▶ **Excerpt provided**
+ + + +

JH: This was based in large part on becoming close personally at the beginning where our research interests in very general terms were in genetics, writ large. It was only after six, seven, or eight years that we started to work things together and imagine that possibly our backgrounds and our skills, if any, might be complementary. The key reason that we got into that kind of relationship was because we were personally close. We had mutual interest in low culture stuff like sports and rock and roll music and abusable substances and stuff. And so we spent a lot of time just carousing or sitting together in misery at local sports stadiums. We have also certain, many similar interests, even in the pre-rhythm research days. He as a molecular geneticist, I as a straight up fruit fly geneticist.
AS: And that brings us onto flies. We should say a word for flies on this day of all days because once again the power of the fly as a model organism has been demonstrated.
JH: That’s right, this is something I’ve always … I was taught when I was a graduate student about a phrase, it’s known as the law of drosophila. To know about the deep history going all the way back to the 1920s, and the 40s and the 90s and now the second decade of the current century. It’s just one of a zillion examples of how basic research on a supposedly irrelevant organism can have broader significance than, with regard to what’s going on in terms of that organism itself. And this has been true of fruit fly research, which has been a major contributor for decades. For well over a century actually. The key fourth awardee here is, as some of us call them, the little fly. So the little flies deserve another tip of the hat, I think, in terms of what has happened today.
When Michael Young was interviewed, he was busy answering phone calls.
M Young: I don’t know. Somehow, somehow, it’s just all spinning around in my head that this has happened. You know about these things and you can see possibilities on the horizon but you never really…Has this really happened?! [Laughs.] I’m still at that stage.

+ + + +

▶ **Exercise set**
- A) In the interview excerpt, what phrase was JH taught when he was a graduate student?
- B) Reproduce the interview excerpt starting with "JH: That’s right, this" and going on through "has happened today.", substituting "doctoral student" for "graduate student".
- C) Carry on the interview excerpt about fruit fly research and the award, picking up after Michael Young's final remark.

(Source records)
+ + + +

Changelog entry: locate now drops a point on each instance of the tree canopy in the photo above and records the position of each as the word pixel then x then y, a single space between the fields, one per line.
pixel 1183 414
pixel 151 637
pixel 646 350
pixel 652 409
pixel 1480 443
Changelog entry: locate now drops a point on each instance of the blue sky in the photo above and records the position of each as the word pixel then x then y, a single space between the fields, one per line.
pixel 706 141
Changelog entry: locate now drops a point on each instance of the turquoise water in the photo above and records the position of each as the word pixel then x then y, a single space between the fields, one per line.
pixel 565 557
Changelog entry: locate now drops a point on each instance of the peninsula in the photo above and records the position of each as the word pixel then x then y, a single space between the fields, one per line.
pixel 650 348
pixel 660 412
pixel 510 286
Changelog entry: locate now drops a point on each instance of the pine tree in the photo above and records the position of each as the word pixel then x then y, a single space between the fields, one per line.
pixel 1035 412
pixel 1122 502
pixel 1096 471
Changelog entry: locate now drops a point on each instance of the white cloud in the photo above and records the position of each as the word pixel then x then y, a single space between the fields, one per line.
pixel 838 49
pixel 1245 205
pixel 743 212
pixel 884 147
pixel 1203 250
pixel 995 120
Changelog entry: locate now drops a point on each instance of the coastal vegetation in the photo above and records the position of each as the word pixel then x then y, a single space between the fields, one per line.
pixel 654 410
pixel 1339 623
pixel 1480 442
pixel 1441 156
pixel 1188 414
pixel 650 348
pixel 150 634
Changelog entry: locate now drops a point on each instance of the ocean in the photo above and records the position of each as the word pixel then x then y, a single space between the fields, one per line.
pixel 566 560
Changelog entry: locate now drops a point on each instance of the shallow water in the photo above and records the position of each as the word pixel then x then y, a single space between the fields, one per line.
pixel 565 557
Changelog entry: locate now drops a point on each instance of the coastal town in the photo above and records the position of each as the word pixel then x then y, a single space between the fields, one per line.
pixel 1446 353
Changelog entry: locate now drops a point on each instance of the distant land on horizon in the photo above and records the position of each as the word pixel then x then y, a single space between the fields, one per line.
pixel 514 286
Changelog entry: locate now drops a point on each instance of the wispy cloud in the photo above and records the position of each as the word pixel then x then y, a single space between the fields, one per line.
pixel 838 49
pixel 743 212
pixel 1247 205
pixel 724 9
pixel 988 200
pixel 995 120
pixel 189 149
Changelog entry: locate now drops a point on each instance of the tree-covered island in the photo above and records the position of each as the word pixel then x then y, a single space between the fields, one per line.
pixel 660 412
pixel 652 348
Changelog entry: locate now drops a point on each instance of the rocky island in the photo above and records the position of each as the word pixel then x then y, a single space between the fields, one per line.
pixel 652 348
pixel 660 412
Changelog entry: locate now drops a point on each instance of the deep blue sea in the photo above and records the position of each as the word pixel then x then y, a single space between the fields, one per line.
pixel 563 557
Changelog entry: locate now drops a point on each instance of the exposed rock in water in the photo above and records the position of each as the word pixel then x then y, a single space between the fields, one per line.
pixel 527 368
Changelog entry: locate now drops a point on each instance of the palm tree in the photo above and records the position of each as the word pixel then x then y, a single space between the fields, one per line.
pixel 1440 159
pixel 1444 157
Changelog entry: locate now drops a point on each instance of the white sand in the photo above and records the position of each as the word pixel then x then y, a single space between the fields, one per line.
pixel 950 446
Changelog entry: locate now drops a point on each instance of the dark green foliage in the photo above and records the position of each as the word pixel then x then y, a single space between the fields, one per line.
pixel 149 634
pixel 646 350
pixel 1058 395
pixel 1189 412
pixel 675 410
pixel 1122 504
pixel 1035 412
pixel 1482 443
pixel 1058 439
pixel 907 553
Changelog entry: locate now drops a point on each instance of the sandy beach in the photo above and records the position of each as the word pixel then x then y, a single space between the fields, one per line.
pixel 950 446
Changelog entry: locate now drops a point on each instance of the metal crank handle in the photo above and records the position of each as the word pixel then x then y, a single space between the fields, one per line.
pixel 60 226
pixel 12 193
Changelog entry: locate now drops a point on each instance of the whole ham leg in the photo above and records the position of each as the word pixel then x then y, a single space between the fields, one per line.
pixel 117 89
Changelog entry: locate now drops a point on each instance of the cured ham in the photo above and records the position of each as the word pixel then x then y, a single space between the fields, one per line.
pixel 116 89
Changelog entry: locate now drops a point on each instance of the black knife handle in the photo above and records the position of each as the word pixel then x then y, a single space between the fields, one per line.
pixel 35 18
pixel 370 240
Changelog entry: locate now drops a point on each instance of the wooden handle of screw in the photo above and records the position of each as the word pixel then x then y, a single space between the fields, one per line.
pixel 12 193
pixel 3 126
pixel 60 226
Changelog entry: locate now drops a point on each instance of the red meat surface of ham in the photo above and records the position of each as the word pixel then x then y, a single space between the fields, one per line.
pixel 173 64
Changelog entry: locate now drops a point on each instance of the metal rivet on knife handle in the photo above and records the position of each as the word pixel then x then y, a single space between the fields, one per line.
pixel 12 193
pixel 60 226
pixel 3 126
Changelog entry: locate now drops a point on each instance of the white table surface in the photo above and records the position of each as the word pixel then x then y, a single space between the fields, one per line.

+ + + +

▶ **Activity answers**
- A) He was taught a phrase known as the law of drosophila.

- B)
JH: That’s right, this is something I’ve always … I was taught when I was a doctoral student about a phrase, it’s known as the law of drosophila. To know about the deep history going all the way back to the 1920s, and the 40s and the 90s and now the second decade of the current century. It’s just one of a zillion examples of how basic research on a supposedly irrelevant organism can have broader significance than, with regard to what’s going on in terms of that organism itself. And this has been true of fruit fly research, which has been a major contributor for decades. For well over a century actually. The key fourth awardee here is, as some of us call them, the little fly. So the little flies deserve another tip of the hat, I think, in terms of what has happened today.

- C)
I mean this was … You know, I had gone to Stanford to learn how to use this technology, it was brand new in the 70s. And starting up my lab at Rockefeller I had worked a little bit on this problem, circadian rhythms, thanks to these tremendous mutants that Seymour Benzer and his student Ron Konopka had found. And I just thought it was a terrific problem and maybe the toughest thing I could try to tackle because it was behaviour; you know, what could we learn about a fairly complicated behaviour that we all exhibit, which was most easily represented by sleep wake cycles. And frankly I thought we might find out maybe a little bit. I never thought we would really understand what the motor behind this was, at the time. We were very lucky, we managed to find genes that fit together like puzzle pieces to explain how this thing worked. And the techniques and the approaches kept changing and I kept … I was very lucky I kept getting students and post docs that were extremely good and just did everything right. And the other piece of this was, you know, there was sort of a race going on in the early years. My colleagues Jeff Hall and Michael Rosbash and we kind of pushed each other along because … I mean most of it was independently done but we did have to collaborate from time to time, but we worked on slightly different problems but the solutions to those problems all, as I was saying, fit together like puzzle pieces, that kind of bring the picture into view. It was, it’s been really quite satisfying. This really pushes it way, way, over the top. It’s really quite incredible. And I couldn’t … yeah, this is terribly exciting as you can imagine.